- **Available data**:

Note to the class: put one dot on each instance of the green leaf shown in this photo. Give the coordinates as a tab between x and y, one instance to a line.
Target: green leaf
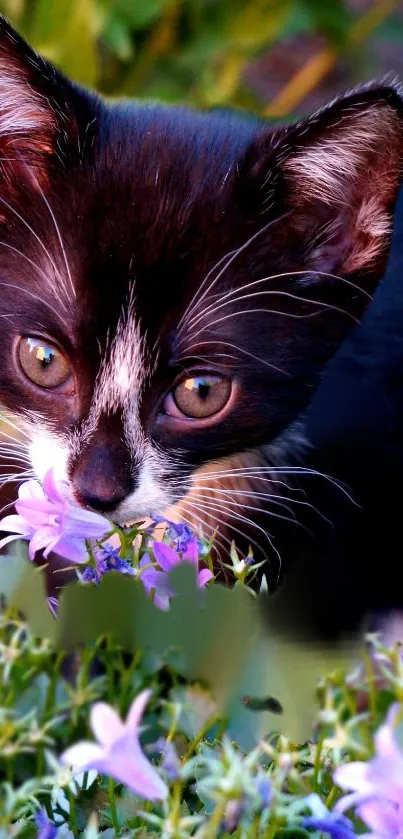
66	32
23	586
---
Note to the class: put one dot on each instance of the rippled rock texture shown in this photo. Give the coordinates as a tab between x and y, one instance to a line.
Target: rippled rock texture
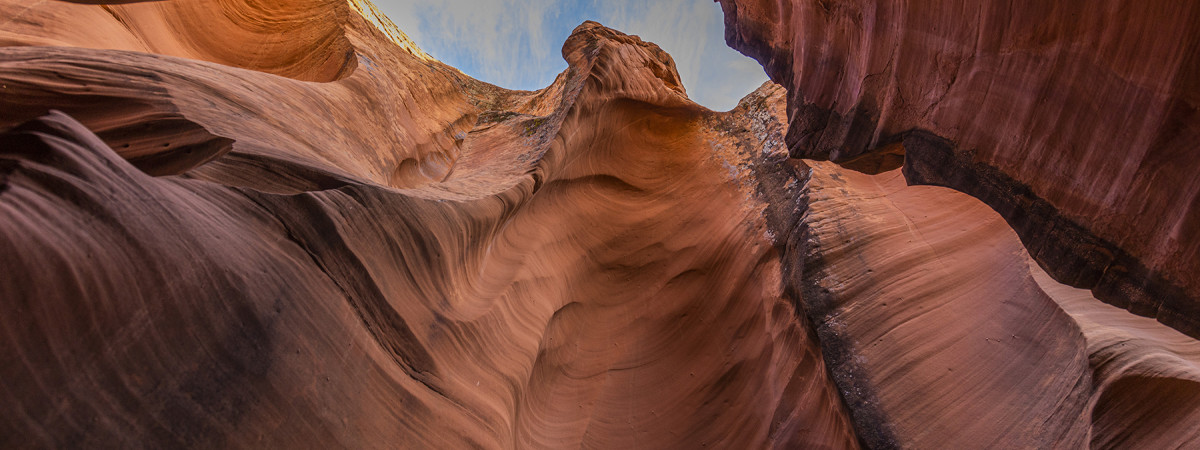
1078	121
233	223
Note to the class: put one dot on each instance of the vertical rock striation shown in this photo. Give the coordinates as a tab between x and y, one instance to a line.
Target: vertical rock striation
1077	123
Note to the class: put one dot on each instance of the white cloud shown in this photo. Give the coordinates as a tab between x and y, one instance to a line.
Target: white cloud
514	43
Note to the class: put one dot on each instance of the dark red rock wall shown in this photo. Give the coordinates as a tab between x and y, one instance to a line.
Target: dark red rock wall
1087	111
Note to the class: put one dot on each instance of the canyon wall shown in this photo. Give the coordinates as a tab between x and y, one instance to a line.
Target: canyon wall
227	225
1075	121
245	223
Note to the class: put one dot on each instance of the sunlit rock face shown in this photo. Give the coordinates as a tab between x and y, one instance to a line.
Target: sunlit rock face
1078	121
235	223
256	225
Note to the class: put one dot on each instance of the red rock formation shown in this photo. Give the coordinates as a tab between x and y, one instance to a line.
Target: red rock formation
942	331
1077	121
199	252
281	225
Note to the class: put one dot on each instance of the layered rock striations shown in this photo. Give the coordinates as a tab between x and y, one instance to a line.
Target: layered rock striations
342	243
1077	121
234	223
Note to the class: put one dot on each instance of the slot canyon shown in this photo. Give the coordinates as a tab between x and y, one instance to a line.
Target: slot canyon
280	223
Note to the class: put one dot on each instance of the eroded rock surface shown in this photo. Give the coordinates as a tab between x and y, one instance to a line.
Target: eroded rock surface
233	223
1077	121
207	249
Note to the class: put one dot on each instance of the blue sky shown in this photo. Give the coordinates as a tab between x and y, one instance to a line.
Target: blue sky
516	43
* * *
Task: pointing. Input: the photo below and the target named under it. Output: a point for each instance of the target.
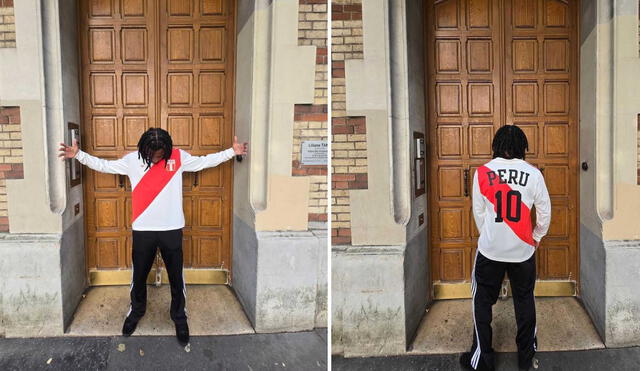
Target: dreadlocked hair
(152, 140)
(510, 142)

- **Brief**:
Within the material above, the line with "the red rock" opens the range and the line with "of the layered" closes it; reproduce that range word for word.

- **Task answer**:
Note to the class: put one dot on each instance of the red rock formation shown in this photo. Give the coordinates as a tab between x and y, one instance to a line.
Target: red rock formation
942	331
1077	121
199	252
281	225
Note to the class: put one dot on each instance of the layered rock striations shown in this photo. Give the coordinates as a tab between x and y, one instance to a line.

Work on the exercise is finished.